What to do:
Copy every line of the data exactly, leaving nothing out.

Collection entries
──────────────────────────────

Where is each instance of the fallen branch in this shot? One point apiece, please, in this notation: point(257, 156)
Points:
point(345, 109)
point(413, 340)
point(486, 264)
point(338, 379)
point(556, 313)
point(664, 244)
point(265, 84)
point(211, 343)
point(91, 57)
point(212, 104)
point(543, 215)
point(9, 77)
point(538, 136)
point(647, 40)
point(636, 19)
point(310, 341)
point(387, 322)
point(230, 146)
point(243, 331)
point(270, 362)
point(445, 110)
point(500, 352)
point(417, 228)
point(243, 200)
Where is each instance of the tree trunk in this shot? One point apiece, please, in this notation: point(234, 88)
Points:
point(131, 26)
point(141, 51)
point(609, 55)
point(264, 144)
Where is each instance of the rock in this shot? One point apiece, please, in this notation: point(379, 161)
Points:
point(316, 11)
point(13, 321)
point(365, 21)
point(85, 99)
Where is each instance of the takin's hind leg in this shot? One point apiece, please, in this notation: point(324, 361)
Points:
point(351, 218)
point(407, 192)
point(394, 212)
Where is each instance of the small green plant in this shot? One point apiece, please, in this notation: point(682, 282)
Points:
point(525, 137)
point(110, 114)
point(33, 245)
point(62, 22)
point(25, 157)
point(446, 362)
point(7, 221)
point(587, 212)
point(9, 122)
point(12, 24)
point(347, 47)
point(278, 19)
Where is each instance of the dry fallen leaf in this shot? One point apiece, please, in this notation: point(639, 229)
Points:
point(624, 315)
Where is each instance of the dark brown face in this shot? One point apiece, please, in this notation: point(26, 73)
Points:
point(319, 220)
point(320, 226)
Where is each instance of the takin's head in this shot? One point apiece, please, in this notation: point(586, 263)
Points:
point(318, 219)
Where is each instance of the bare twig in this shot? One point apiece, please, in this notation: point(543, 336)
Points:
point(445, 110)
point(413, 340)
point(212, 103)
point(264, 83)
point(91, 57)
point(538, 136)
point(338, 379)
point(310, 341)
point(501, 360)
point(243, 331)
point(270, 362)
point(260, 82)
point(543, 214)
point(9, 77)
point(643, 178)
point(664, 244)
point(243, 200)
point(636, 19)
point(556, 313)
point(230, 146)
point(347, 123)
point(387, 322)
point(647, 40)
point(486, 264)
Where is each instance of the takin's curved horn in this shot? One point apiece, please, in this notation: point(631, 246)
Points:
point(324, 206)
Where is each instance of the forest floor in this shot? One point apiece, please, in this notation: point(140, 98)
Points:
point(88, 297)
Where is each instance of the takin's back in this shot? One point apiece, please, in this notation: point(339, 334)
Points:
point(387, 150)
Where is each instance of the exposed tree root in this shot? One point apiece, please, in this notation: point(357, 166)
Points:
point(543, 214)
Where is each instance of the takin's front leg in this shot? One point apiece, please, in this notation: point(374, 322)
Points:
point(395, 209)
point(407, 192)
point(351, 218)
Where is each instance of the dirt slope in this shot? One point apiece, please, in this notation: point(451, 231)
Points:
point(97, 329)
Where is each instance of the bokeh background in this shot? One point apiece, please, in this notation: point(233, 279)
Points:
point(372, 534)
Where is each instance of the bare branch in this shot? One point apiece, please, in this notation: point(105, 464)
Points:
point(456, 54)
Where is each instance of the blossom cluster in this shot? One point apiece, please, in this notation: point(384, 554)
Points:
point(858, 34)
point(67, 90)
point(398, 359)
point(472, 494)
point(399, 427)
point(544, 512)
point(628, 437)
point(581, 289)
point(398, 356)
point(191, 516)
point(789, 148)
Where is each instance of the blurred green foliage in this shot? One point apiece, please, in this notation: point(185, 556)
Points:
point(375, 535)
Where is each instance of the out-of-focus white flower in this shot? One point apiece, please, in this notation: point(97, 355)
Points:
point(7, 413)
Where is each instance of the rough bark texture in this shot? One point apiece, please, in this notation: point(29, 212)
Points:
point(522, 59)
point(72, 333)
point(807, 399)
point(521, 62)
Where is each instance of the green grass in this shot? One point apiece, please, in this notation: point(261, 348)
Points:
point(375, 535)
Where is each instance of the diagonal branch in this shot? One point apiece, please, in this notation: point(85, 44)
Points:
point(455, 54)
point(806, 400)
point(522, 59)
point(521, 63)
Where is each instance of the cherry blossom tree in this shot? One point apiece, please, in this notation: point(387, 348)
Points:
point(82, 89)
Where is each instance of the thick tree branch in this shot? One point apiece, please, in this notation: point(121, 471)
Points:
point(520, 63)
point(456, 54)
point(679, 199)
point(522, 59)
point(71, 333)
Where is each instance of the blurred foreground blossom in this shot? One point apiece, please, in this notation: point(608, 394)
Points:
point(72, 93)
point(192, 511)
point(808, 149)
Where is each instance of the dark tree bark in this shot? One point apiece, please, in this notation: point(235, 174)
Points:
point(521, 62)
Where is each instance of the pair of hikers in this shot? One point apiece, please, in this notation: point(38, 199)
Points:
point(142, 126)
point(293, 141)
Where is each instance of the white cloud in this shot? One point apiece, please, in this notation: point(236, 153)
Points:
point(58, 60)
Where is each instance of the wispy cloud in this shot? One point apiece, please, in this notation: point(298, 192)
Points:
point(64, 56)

──────────────────────────────

Correct output:
Where is each instance of the fallen branch in this shot? One point apiece, please, in this notation: point(257, 156)
Points:
point(345, 109)
point(413, 340)
point(486, 264)
point(338, 379)
point(556, 313)
point(664, 244)
point(265, 84)
point(211, 343)
point(91, 57)
point(212, 104)
point(543, 215)
point(9, 77)
point(538, 136)
point(647, 40)
point(636, 19)
point(310, 341)
point(387, 322)
point(230, 146)
point(243, 331)
point(270, 362)
point(445, 110)
point(500, 352)
point(417, 228)
point(243, 200)
Where is each instance of the tree trunk in this shot? One point apiece, please, in this notation: point(234, 88)
Points:
point(131, 26)
point(141, 51)
point(609, 55)
point(264, 144)
Where is each instance of the rock in this shot? One point apiece, please, in this notation: point(379, 161)
Points:
point(316, 11)
point(13, 321)
point(365, 21)
point(85, 99)
Where is each instance of the takin's hind leg in this shot? One point apiece, please, in this notation: point(324, 361)
Points:
point(351, 218)
point(407, 192)
point(394, 212)
Where is each instance of the small green plant in this shot? One point apiece, please, in this notation: point(682, 282)
Points:
point(525, 137)
point(110, 114)
point(33, 245)
point(62, 22)
point(25, 157)
point(446, 362)
point(7, 221)
point(587, 212)
point(9, 122)
point(12, 24)
point(347, 47)
point(278, 19)
Where is each instance of the dry fallen leaf in this shot? One point apiece, please, in this notation: point(639, 229)
Points:
point(624, 315)
Where is each instance of the dark brown face in this shot? One point apiece, please, in this notation: point(26, 73)
Points:
point(319, 220)
point(320, 226)
Where is each instance of the takin's head in this shot? One point apiece, please, in this notation: point(586, 263)
Points:
point(318, 219)
Where is each instance of the bare twig in this shot? One point apiece, please, in this notation: point(543, 336)
Points:
point(445, 110)
point(413, 340)
point(212, 103)
point(264, 83)
point(91, 57)
point(538, 136)
point(338, 379)
point(310, 341)
point(501, 360)
point(243, 331)
point(270, 362)
point(260, 82)
point(543, 214)
point(9, 77)
point(643, 178)
point(664, 244)
point(243, 200)
point(636, 19)
point(556, 313)
point(230, 146)
point(347, 123)
point(387, 322)
point(647, 40)
point(486, 264)
Where is each instance of the takin's curved horn in this shot? One point apiece, please, in this notation: point(631, 246)
Points:
point(324, 206)
Where is each instance of the forest floor in this shot? One point apiece, please, in this notation: point(140, 98)
Points:
point(88, 297)
Where is each instance of the takin's back in this shot? One point apiece, please, in this notation: point(339, 334)
Points:
point(387, 150)
Where is each instance of the exposed tree root in this shot? One point apiece, please, in this notation: point(357, 166)
Points:
point(543, 214)
Where is each instance of the takin's front leg in this shot? One point apiece, please, in this notation: point(374, 322)
Points:
point(395, 209)
point(407, 192)
point(351, 218)
Where is each instance of the dirt slope in this shot? One point apiece, please, in this notation: point(451, 231)
Points:
point(97, 329)
Where is each instance of the bokeh background in this shot? One point apiece, please, in this notation: point(233, 279)
Points:
point(372, 534)
Where is each instance of the bare branch in this shot? One point apiece, please, in this notation: point(105, 464)
Points:
point(456, 54)
Where is each instance of the blossom cluster in this shot? One point apiece, please, in this notation: point(384, 554)
Points:
point(858, 34)
point(67, 90)
point(398, 359)
point(472, 494)
point(399, 427)
point(544, 512)
point(628, 437)
point(581, 289)
point(398, 356)
point(191, 516)
point(789, 148)
Where is each instance of the blurred green foliage in this shot? One point apiece, please, in this notation: point(185, 556)
Points:
point(375, 535)
Where is each instance of the out-of-focus white flower in this shot? One point apiece, please, in this notation: point(97, 355)
Points:
point(7, 413)
Where is each instance of the rough bark texture in this shot? One point apiece, please, in this notation: point(29, 212)
Points:
point(522, 59)
point(72, 333)
point(807, 399)
point(521, 62)
Where is each instance of the green grass in this shot? One point apiece, please, in this notation: point(261, 348)
Points:
point(375, 535)
Where is each instance of the diagonal branch in this shot? One point apiece, please, in this notation: point(85, 44)
Points:
point(455, 54)
point(806, 400)
point(522, 59)
point(521, 63)
Where is each instance of the cherry blossom tree in this shot? One point apiece, please, in this notation: point(387, 348)
Points:
point(82, 89)
Where is each instance of the thick tree branch in this shot? One point apiece, please, in this notation: point(121, 471)
Points:
point(520, 63)
point(456, 54)
point(679, 199)
point(522, 59)
point(71, 333)
Where is each instance of the blurred foreground blossom in this shot? One point apiece, please, in this notation: point(608, 394)
Points:
point(72, 93)
point(192, 511)
point(808, 149)
Where is each instance of the dark tree bark in this shot? One point apiece, please, in this notation: point(235, 174)
Points:
point(521, 62)
Where is each instance of the pair of hikers in this shot? One point apiece, please, in this notation: point(38, 199)
Points:
point(142, 126)
point(293, 141)
Where is each instance of the white cloud in this shot? One point apiece, please, in this notation: point(236, 153)
Points:
point(58, 60)
Where is each instance of the wispy cloud in this shot? One point apiece, please, in this notation: point(298, 192)
Points:
point(64, 56)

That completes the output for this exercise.